DIRECTION
Would you retype, word for word, the line with "sleeve in the photo above." and every line after it through the end of the records below?

■ ■ ■ ■

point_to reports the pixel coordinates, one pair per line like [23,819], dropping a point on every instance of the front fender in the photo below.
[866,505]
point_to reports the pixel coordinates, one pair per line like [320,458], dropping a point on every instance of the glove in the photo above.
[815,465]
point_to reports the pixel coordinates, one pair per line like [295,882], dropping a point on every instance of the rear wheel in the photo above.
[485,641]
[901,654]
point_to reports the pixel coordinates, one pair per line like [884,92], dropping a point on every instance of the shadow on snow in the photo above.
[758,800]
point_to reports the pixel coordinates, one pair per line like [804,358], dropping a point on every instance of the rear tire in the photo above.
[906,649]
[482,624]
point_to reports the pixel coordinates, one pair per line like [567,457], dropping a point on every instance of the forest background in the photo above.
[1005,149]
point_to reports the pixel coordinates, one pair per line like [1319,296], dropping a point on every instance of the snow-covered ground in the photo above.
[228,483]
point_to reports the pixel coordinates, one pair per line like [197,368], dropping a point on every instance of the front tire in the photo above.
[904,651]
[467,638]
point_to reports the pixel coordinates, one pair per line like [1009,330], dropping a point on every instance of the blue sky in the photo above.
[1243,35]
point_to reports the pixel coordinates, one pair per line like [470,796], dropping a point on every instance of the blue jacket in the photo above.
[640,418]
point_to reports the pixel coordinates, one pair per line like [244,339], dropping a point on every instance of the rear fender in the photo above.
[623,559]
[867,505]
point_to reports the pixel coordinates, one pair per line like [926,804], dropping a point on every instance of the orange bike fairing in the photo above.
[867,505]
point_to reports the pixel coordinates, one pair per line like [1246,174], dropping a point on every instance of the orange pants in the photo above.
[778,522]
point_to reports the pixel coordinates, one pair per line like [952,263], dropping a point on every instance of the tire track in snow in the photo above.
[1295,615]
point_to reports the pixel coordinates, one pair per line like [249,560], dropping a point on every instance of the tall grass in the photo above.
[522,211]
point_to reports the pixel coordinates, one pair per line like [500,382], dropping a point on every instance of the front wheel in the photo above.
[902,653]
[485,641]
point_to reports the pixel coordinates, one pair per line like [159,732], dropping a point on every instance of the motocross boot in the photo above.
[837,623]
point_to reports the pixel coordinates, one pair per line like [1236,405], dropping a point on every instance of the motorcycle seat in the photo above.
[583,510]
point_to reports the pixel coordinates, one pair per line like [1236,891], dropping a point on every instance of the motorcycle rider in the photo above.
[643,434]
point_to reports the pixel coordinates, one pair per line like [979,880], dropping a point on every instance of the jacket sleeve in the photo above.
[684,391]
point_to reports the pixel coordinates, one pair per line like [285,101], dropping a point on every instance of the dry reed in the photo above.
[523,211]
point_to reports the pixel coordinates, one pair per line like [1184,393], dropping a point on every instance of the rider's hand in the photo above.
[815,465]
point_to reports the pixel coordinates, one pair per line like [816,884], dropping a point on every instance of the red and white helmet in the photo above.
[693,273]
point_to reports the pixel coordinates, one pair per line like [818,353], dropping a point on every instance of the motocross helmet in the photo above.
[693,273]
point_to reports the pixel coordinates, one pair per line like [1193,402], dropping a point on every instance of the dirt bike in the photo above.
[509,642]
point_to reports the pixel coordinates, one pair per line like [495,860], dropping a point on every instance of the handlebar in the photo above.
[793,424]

■ ■ ■ ■

THE OUTPUT
point_to reports the pixel coordinates, one pair per line like [979,880], dropping a point on every instance of the jacket sleeve in the photo above.
[684,391]
point_to reports the pixel coordinates, one pair per line like [285,101], dropping a point on every instance of the dry reed in the photo above.
[523,211]
point_to reports the pixel coordinates, one pair per line like [1184,393], dropping a point on every instance of the rider's hand in the photo above.
[815,465]
point_to reports the pixel coordinates, one pair per line like [816,884], dropping a point on every instance of the red and white helmet in the photo above.
[693,273]
point_to reports the pixel coordinates, one pair per line like [818,353], dropping a point on every instance of the motocross helmet in the photo above.
[693,273]
point_to reports the pixel coordinates, one pair per line like [1193,402], dropping a point on every instance of the dirt bike in the photo above.
[509,642]
point_to reports the pixel coordinates, one pair per line like [495,860], dropping a point on every instance of the handlebar in the photo above.
[793,424]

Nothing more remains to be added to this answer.